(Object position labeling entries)
* Begin *

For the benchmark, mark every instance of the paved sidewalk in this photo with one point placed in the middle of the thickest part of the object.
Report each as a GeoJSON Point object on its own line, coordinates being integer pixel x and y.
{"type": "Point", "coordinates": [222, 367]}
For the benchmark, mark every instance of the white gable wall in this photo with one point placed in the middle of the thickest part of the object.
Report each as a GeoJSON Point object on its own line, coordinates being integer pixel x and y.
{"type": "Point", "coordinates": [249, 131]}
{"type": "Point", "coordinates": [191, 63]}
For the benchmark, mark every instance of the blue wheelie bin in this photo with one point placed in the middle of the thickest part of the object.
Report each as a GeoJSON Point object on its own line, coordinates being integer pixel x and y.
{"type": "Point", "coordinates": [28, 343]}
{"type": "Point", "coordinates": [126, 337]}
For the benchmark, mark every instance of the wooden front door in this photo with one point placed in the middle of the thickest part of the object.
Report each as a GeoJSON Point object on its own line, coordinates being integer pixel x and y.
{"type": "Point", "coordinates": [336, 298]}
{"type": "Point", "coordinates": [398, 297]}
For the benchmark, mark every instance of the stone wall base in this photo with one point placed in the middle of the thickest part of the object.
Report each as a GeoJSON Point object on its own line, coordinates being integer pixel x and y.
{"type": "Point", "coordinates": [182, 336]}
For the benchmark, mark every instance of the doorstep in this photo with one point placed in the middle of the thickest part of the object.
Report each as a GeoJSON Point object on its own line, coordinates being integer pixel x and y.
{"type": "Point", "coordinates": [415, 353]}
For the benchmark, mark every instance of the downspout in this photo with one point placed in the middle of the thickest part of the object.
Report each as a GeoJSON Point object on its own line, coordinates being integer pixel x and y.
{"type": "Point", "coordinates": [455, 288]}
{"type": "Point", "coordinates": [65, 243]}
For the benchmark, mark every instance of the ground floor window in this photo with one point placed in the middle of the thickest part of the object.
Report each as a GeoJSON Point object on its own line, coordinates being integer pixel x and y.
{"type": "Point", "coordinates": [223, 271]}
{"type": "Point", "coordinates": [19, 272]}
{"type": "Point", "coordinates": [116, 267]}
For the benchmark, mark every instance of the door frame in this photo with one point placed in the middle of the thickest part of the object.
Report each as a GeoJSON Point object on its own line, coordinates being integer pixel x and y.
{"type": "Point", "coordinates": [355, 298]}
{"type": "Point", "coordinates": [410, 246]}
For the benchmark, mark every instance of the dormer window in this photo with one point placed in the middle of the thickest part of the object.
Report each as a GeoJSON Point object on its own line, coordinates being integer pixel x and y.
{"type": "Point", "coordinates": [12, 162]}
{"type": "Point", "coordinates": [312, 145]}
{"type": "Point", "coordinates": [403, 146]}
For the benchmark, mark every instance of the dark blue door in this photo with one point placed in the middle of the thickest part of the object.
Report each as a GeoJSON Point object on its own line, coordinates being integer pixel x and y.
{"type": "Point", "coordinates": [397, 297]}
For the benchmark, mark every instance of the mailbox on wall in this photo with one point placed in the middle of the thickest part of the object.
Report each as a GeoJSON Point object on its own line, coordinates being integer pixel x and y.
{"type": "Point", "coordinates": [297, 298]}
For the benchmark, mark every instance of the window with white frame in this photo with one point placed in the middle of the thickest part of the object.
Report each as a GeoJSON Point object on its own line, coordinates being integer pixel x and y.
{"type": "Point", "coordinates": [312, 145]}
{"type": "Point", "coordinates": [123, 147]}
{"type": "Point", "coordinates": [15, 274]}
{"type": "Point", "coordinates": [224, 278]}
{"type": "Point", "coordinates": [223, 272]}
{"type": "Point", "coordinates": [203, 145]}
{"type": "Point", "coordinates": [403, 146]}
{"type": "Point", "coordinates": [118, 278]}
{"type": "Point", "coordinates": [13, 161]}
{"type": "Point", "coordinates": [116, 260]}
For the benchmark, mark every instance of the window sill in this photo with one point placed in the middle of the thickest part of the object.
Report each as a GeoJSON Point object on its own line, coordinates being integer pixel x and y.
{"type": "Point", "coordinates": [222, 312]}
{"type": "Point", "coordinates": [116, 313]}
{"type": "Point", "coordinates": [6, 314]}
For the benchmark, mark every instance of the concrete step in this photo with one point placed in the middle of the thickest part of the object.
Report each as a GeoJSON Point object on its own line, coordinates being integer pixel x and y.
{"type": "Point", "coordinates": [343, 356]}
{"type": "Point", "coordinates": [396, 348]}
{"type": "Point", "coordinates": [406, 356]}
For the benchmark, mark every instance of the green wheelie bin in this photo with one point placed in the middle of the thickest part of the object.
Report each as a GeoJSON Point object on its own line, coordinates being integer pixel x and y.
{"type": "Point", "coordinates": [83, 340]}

* End *

▶ **Your goal**:
Write the entries again, exactly as they stand.

▶ **Worked answer**:
For the benchmark, mark every instance of the paved sidewalk in this photo with one point placed in the middle of the thickest part of the object.
Report each as a GeoJSON Point object on its own line, coordinates being integer pixel x and y.
{"type": "Point", "coordinates": [222, 367]}
For the benchmark, mark every instance of the white gable wall in this photo with one point placed in the middle of the thickest part of the object.
Report each as a GeoJSON Point object on its own line, coordinates being integer pixel x and y.
{"type": "Point", "coordinates": [249, 131]}
{"type": "Point", "coordinates": [191, 63]}
For the benchmark, mark every instance of the blue wheelie bin in this photo with one point placed in the middle of the thickest part of the object.
Report each as a GeoJSON Point object on its own line, coordinates being integer pixel x and y.
{"type": "Point", "coordinates": [28, 343]}
{"type": "Point", "coordinates": [126, 337]}
For the benchmark, mark every instance of the wooden front door in this photo with one point placed in the middle of the thickest part of the object.
Report each as a GeoJSON Point object on its own line, coordinates being integer pixel x and y.
{"type": "Point", "coordinates": [336, 298]}
{"type": "Point", "coordinates": [398, 297]}
For the benchmark, mark every instance of the stone wall base in this photo with one point placed in the middle of the thickest part of the object.
Report each as a GeoJSON Point object on its own line, coordinates being integer pixel x and y.
{"type": "Point", "coordinates": [182, 336]}
For the benchmark, mark every instance of the doorstep in this photo with one point placed in the middle of the thickest part of the object.
Report each as a GeoJSON Point object on its own line, coordinates being integer pixel x and y.
{"type": "Point", "coordinates": [415, 353]}
For the benchmark, mark every instance of the downspout in this photo with one point placed in the middle of the thickest part of the object.
Report each as a GeoJSON Point object on its own line, coordinates being integer pixel x and y.
{"type": "Point", "coordinates": [455, 288]}
{"type": "Point", "coordinates": [65, 243]}
For the benchmark, mark every instance of the ground floor window in this photo with one point placed in the middle of the thickest part of the object.
Report each as a GeoJSON Point object on its own line, coordinates being integer pixel x and y.
{"type": "Point", "coordinates": [223, 271]}
{"type": "Point", "coordinates": [19, 272]}
{"type": "Point", "coordinates": [116, 267]}
For the benchmark, mark every instance of the door frame in this photo with one point placed in the middle of the thickest part of the object.
Report each as a GeoJSON Point object on its own line, coordinates being integer pixel x and y.
{"type": "Point", "coordinates": [355, 298]}
{"type": "Point", "coordinates": [410, 246]}
For the benchmark, mark every instance of the dormer window in this photo with one point placed in the middle of the thickest part of the object.
Report each as a GeoJSON Point object on its own line, coordinates being integer pixel x and y.
{"type": "Point", "coordinates": [12, 162]}
{"type": "Point", "coordinates": [312, 145]}
{"type": "Point", "coordinates": [403, 146]}
For the benchmark, mark every instance of the dark blue door in this photo with one point placed in the middle of the thickest part of the object.
Report each as a GeoJSON Point object on its own line, coordinates being integer pixel x and y.
{"type": "Point", "coordinates": [397, 297]}
For the benchmark, mark every instance of the mailbox on wall in this photo with one point placed in the middle of the thickest part of the object.
Report each as a GeoJSON Point object on its own line, coordinates being integer pixel x and y.
{"type": "Point", "coordinates": [297, 298]}
For the benchmark, mark every instance of the window with white frame in this photo with one point placed in the middle of the thickest part of the object.
Report each as a GeoJSON Point object on its own line, coordinates being integer pixel x and y.
{"type": "Point", "coordinates": [312, 145]}
{"type": "Point", "coordinates": [123, 147]}
{"type": "Point", "coordinates": [15, 274]}
{"type": "Point", "coordinates": [224, 278]}
{"type": "Point", "coordinates": [223, 272]}
{"type": "Point", "coordinates": [203, 145]}
{"type": "Point", "coordinates": [403, 146]}
{"type": "Point", "coordinates": [118, 278]}
{"type": "Point", "coordinates": [13, 161]}
{"type": "Point", "coordinates": [116, 260]}
For the benchmark, mark every instance of the window sill in this photo with one point placed in the middle of the thickest part of the object.
Report each as a GeoJSON Point object on its own line, coordinates being integer pixel x and y.
{"type": "Point", "coordinates": [222, 312]}
{"type": "Point", "coordinates": [116, 313]}
{"type": "Point", "coordinates": [6, 314]}
For the benchmark, mark every instance of the concrete step in this photo with one point placed in the middle of the thickest part of the object.
Report each as a GeoJSON Point object on its own line, coordinates being integer pixel x and y.
{"type": "Point", "coordinates": [343, 356]}
{"type": "Point", "coordinates": [396, 348]}
{"type": "Point", "coordinates": [406, 356]}
For the benchmark, mark every instance of the green wheelie bin in this photo with one point placed in the middle of the thickest part of the object.
Report each as a GeoJSON Point object on its own line, coordinates being integer pixel x and y.
{"type": "Point", "coordinates": [83, 340]}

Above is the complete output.